- Task instructions -
An exact transcription of all the records below is required, without any images.

= = = = = = =

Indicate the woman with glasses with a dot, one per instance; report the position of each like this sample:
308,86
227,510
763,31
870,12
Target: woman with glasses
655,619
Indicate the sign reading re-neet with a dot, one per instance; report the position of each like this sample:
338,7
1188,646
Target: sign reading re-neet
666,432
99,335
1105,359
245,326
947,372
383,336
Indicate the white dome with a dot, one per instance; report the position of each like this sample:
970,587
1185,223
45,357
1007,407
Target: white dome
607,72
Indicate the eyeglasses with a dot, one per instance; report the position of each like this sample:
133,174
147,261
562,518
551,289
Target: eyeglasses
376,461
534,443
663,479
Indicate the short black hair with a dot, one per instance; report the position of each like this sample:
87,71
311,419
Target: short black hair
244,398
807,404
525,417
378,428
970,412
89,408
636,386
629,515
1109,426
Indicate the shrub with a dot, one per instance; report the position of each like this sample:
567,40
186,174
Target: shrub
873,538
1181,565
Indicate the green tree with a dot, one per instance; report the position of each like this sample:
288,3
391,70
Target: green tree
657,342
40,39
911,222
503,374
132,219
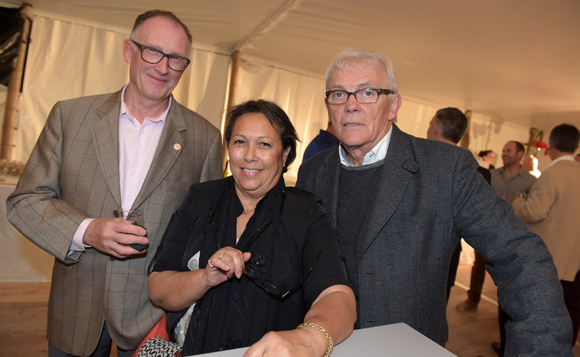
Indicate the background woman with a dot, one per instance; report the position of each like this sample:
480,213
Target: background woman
252,255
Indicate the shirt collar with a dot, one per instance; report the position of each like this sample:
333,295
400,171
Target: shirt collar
377,153
561,158
125,110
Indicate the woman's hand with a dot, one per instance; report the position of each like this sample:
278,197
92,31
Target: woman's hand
223,265
304,342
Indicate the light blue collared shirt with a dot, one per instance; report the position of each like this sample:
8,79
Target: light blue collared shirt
378,153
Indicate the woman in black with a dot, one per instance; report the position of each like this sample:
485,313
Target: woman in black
245,255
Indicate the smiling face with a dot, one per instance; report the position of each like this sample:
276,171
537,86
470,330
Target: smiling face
490,158
152,84
510,155
256,155
361,126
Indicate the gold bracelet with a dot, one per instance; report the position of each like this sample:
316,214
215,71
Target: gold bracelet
321,329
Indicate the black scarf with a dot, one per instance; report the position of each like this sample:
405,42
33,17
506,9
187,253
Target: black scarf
235,313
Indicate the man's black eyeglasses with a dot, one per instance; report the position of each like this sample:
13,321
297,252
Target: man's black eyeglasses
152,55
364,95
250,270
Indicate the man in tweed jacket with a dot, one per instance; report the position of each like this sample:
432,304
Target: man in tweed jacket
401,204
137,149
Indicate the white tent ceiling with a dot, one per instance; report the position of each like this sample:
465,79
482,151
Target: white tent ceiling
512,60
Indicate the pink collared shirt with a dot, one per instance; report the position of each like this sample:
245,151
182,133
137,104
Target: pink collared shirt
137,145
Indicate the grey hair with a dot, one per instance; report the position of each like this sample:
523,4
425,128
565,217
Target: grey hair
352,56
140,20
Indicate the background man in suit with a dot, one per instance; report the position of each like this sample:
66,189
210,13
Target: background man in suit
512,178
551,211
448,126
507,181
402,203
137,148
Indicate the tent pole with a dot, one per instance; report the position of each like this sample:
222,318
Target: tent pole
465,139
236,57
14,82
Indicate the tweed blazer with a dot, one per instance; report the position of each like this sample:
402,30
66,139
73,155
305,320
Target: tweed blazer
73,174
551,211
429,196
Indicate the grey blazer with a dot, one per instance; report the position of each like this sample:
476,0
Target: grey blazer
429,196
73,174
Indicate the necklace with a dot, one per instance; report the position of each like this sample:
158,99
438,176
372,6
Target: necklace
248,211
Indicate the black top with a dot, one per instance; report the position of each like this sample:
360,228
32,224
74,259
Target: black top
295,228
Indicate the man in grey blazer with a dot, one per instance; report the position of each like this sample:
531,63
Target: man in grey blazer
402,203
134,149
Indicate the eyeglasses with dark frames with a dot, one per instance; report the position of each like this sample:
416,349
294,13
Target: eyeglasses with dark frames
153,56
252,274
363,95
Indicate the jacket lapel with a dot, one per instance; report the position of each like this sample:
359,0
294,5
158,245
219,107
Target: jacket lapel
170,147
397,171
106,139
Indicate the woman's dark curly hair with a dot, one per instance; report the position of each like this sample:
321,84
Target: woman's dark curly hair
275,115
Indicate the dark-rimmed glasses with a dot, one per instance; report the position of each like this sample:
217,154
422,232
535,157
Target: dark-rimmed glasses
252,274
270,288
363,95
153,56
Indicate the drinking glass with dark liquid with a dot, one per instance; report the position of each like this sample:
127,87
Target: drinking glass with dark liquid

= = = = = = =

- Task result -
Indicate the woman with glasses with a dot, one per instance; report the position of each like this sample:
308,86
227,510
763,31
870,12
Target: woman with glasses
655,619
Indicate the sign reading re-neet with a dot, one per instance; report the position of each like this sample:
338,7
1188,646
Target: sign reading re-neet
666,432
99,335
1105,359
245,326
947,372
383,336
Indicate the white dome with a dot, one per instance; report the position of each like this sample:
970,587
1185,223
45,357
1007,407
Target: white dome
607,72
Indicate the eyeglasses with a dot, one per instance; report the position of each like this sample:
133,174
147,261
562,518
551,289
Target: eyeglasses
376,461
534,443
663,479
Indicate the short black hair with a dot, one per instance; report the position of each like this sample:
87,71
311,419
Target: short black hair
244,398
807,404
525,417
378,428
970,412
89,408
636,386
629,515
1109,426
Indicate the shrub with a dot, one per instance; report the position of each like this sample:
567,40
186,174
Target: shrub
873,538
1181,565
Indicate the green tree with a dot, one per instance; report the position of each like this sample:
288,3
391,70
Target: green tree
657,342
40,39
911,222
503,374
132,219
Indicate the background woman with a dot, one per instance; report the position of each like this sample:
480,213
Target: background woman
252,255
Indicate the shirt collar with a dot, one per instance; report the position of each like this sample:
333,295
400,171
Target: shirt collar
377,153
561,158
125,110
Indicate the woman's hand with a dot, one per instance; report the position of each like this sample:
278,197
92,31
Target: woman's hand
223,265
304,342
Indicate the light blue collared shirt with a dot, one per instance; report the position of each like this sample:
8,79
Target: light blue collared shirt
378,153
Indicate the woman in black with a dot, one per instance; report the position of each like this sample:
485,313
Target: woman in black
245,255
Indicate the smiling face with a dot, one per instance; report the position of each like this sample:
276,171
537,86
470,330
Target: smiling face
490,158
152,84
510,155
256,155
361,126
Indicate the gold bracelet with a dot, one per instance; report the position of each like this sample:
316,214
215,71
Target: gold bracelet
321,329
Indicate the black scarf with a dot, one per instance; report the position of each like this sample:
405,42
33,17
506,9
187,253
Target: black scarf
235,313
Indicate the man's black eyeglasses with a dot, one per instance; report the position of each like this sample:
13,321
297,252
Target: man's black eyeglasses
152,55
364,95
250,270
Indicate the man in tweed jacket with a dot, one per instance; report the position of each like this sample:
432,304
Target: man in tweed jacket
401,204
137,149
Indicate the white tent ceiling with a dot, one per instance; report the position of each like this sample:
465,79
482,151
Target: white tent ceiling
512,60
Indicate the pink collared shirt with a dot, one per instance; report the position of each like this sample:
245,151
182,133
137,104
Target: pink collared shirt
137,145
Indicate the grey hair with a dot, one per instance; report the position of each like this sample:
523,4
425,128
565,217
Target: grey hair
352,56
140,20
Indicate the background man in suit with a dot, one per instance; report the position of each like this sample:
66,189
210,13
Target: background man in suit
512,178
551,211
448,126
507,181
402,203
137,148
Indicate the tent pole with a dot, one per instance; report the position of each like this sample:
222,318
Target: tent pole
465,139
236,57
14,82
Indicate the tweed blazer with a dot, one per instance; report the position of each like this sample:
402,30
66,139
73,155
305,320
Target: tweed blazer
73,174
551,211
429,196
Indicate the grey blazer with a dot, one per instance; report the position of each like this sample:
476,0
Target: grey blazer
429,196
73,174
Indicate the necklace with a dot, one per instance; report the position of each like this sample:
158,99
438,176
372,6
Target: necklace
248,211
Indicate the black top with a dot, one per instance; report the position of each like this sample:
360,228
32,224
74,259
Target: black top
295,228
Indicate the man in grey blazer with a dot, one per instance; report the position of each like this sample:
531,63
Target: man in grey blazer
402,203
134,149
Indicate the eyeglasses with dark frames with a dot, one per instance; report the position of each like this sample:
416,349
294,13
Target: eyeglasses with dark frames
153,56
252,274
363,95
Indicate the jacket lapel with a dot, one per instance; report the position of each like this sample:
359,0
294,5
158,245
219,107
Target: jacket lapel
170,147
397,171
106,139
Indicate the woman's dark curly hair with a dot, one per instance; report the position of each like this sample:
321,84
Target: woman's dark curly hair
275,115
Indicate the dark-rimmed glasses with a dot, one per instance; report the position of each like this sample:
217,154
422,232
535,157
Target: dark-rimmed glasses
252,274
270,288
363,95
153,56
Indicate the drinking glass with dark liquid with a dot, one per instance; report the position of each like this sample:
127,87
Target: drinking glass with dark liquid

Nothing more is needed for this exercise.